Excerpts of bounding box data
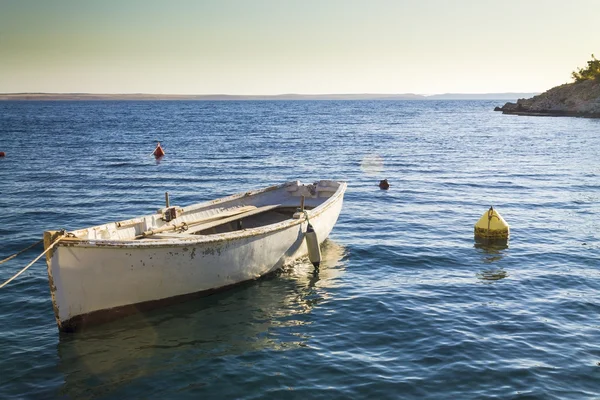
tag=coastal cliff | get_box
[494,79,600,118]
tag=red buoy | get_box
[152,142,165,158]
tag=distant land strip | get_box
[0,93,538,101]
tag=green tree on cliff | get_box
[571,54,600,82]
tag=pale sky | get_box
[0,0,600,95]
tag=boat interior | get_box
[63,181,340,241]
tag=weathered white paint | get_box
[47,181,346,328]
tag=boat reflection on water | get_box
[474,239,509,283]
[58,240,346,398]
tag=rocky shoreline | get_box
[494,79,600,118]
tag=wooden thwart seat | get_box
[183,204,280,234]
[145,204,280,239]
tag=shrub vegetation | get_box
[571,54,600,82]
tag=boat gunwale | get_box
[57,180,348,248]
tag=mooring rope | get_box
[0,239,44,264]
[0,238,62,289]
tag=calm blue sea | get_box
[0,101,600,400]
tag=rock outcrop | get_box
[494,79,600,118]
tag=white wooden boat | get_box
[44,180,346,331]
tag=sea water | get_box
[0,101,600,399]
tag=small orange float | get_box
[152,142,165,158]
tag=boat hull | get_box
[46,181,343,331]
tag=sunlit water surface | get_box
[0,101,600,399]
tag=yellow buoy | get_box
[475,207,510,240]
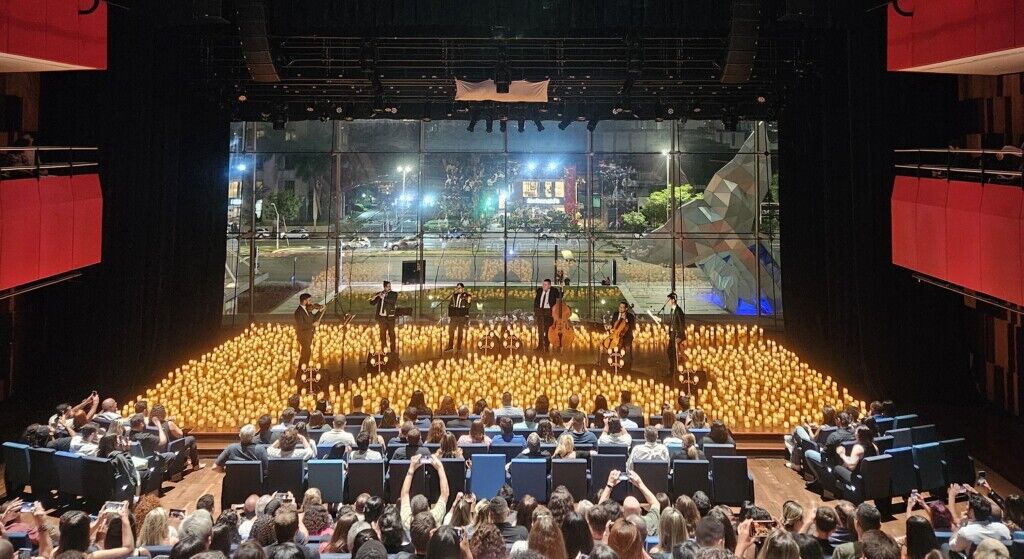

▶ Your goal
Convert all the rows above into a numbered list, one line per item, skipping blank lines and leaving the pictures out.

▶ Answer in full
1. tag=coastal cliff | get_box
2. [494,79,600,118]
3. tag=red buoy | get_box
4. [152,142,165,158]
5. tag=distant land strip | get_box
6. [0,93,538,101]
7. tag=green tree on cliff | get_box
8. [571,54,600,82]
9. tag=pale sky | get_box
10. [0,0,600,95]
11. tag=boat interior | get_box
12. [63,181,340,241]
13. tag=weathered white paint | get_box
14. [47,181,346,328]
15. tag=boat reflection on water | get_box
16. [474,239,509,283]
17. [58,240,346,398]
18. tag=rocky shoreline | get_box
19. [494,79,600,118]
20. tag=wooden thwart seat | get_box
21. [183,204,280,234]
22. [145,204,280,239]
23. tag=shrub vegetation | get_box
24. [571,54,600,82]
25. tag=boat gunwale | get_box
26. [57,180,348,248]
27. tag=mooring rope | get_box
28. [0,239,44,264]
29. [0,238,62,289]
30. tag=calm blue sea | get_box
31. [0,101,600,400]
32. tag=rock outcrop | get_box
33. [494,79,600,118]
34. tag=white wooden boat | get_box
35. [44,180,346,331]
36. tag=sea water | get_box
37. [0,101,600,399]
38. tag=small orange float | get_box
39. [152,142,165,158]
40. tag=boat hull | get_box
41. [46,181,343,331]
42. tag=sunlit water surface | get_box
43. [0,101,600,399]
44. tag=yellow buoy | get_box
45. [475,207,510,240]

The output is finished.